## AUFGABENBESCHREIBUNG
Filtere bitte aus den folgenden Datensätzen jede Zeile heraus, die das Wort „green“ enthält, und gib diese Zeilen wieder. Groß- und Kleinschreibung zählt.

## AUSZUG DER DATENSÄTZE
══════════

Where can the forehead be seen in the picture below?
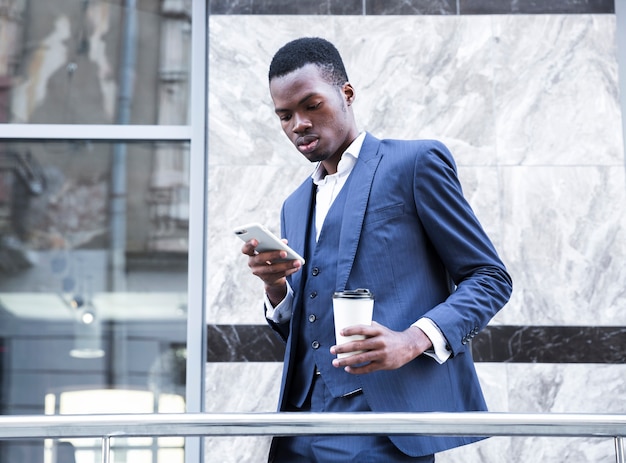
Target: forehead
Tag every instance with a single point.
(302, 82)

══════════

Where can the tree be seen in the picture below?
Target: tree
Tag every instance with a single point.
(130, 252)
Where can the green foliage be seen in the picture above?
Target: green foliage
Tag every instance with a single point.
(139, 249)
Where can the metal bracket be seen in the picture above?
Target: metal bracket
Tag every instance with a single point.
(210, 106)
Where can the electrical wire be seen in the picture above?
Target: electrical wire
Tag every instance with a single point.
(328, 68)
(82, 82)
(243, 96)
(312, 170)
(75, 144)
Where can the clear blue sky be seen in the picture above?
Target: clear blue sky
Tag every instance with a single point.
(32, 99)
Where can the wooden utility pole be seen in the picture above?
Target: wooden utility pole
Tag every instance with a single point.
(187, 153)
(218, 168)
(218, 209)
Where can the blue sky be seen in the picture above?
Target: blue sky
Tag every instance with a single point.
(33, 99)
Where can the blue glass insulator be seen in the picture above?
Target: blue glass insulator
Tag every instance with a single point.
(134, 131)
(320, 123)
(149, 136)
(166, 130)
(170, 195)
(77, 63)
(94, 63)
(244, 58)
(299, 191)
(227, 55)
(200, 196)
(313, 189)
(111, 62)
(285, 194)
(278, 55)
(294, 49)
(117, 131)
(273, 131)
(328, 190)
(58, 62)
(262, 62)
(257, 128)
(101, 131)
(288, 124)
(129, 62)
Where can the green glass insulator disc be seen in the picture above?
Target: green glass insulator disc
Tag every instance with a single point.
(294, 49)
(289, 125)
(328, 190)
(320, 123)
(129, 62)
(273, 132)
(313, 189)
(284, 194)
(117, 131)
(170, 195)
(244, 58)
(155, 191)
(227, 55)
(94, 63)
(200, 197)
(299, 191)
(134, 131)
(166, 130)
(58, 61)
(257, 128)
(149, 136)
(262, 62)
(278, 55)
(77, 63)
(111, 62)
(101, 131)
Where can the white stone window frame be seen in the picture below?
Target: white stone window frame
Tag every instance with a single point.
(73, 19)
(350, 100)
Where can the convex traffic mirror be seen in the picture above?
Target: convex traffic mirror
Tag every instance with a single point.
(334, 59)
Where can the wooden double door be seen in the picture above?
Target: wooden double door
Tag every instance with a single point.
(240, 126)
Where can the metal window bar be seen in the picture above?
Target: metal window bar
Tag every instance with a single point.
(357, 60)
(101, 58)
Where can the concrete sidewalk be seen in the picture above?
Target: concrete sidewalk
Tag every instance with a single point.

══════════

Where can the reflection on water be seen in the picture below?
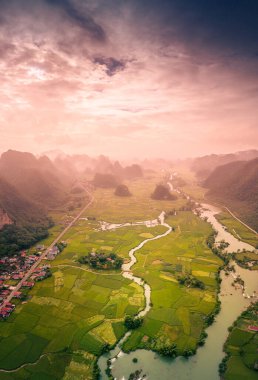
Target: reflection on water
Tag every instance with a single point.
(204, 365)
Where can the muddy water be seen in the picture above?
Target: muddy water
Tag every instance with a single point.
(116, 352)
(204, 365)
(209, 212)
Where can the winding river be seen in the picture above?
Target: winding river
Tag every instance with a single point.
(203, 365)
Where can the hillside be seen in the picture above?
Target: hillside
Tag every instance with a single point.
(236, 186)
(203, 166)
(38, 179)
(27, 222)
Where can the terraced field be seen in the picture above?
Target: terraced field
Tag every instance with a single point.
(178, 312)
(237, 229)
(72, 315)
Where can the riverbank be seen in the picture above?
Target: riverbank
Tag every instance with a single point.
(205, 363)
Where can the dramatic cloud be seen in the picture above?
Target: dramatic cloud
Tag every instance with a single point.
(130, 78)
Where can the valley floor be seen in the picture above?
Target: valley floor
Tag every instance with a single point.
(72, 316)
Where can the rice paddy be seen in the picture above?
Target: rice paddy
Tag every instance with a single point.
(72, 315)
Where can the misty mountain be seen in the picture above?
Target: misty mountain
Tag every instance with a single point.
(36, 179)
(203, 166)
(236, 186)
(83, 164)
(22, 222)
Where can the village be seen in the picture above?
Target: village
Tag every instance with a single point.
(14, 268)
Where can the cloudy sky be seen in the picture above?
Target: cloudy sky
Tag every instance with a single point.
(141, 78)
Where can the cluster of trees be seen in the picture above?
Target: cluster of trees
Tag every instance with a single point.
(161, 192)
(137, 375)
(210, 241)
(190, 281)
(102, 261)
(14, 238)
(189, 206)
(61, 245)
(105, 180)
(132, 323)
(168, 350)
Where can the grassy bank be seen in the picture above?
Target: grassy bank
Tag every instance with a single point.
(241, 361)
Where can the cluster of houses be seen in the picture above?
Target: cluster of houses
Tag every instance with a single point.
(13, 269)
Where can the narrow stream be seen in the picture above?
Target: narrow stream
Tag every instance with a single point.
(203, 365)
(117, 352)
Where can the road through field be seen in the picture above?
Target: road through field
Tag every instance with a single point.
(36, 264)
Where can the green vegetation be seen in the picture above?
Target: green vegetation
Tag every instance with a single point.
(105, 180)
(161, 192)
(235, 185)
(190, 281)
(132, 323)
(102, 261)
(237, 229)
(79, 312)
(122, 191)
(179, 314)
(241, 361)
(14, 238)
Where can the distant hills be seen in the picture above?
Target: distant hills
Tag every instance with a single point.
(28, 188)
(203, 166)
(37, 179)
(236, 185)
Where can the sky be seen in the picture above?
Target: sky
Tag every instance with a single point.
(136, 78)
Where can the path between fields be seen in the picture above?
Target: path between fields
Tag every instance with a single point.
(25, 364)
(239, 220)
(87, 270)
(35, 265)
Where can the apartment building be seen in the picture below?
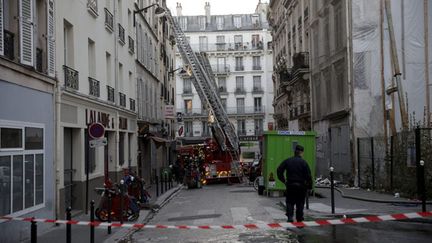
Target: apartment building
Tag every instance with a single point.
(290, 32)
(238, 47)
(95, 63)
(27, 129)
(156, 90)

══════════

## LÖSUNG SIEHE UNTEN
Where can the green foliage be seen in the picture above?
Target: green foliage
Where can the green glass insulator disc be seen in the picture above?
Target: green glass insulator disc
Where can the green vegetation be seen in the picture above?
Target: green vegetation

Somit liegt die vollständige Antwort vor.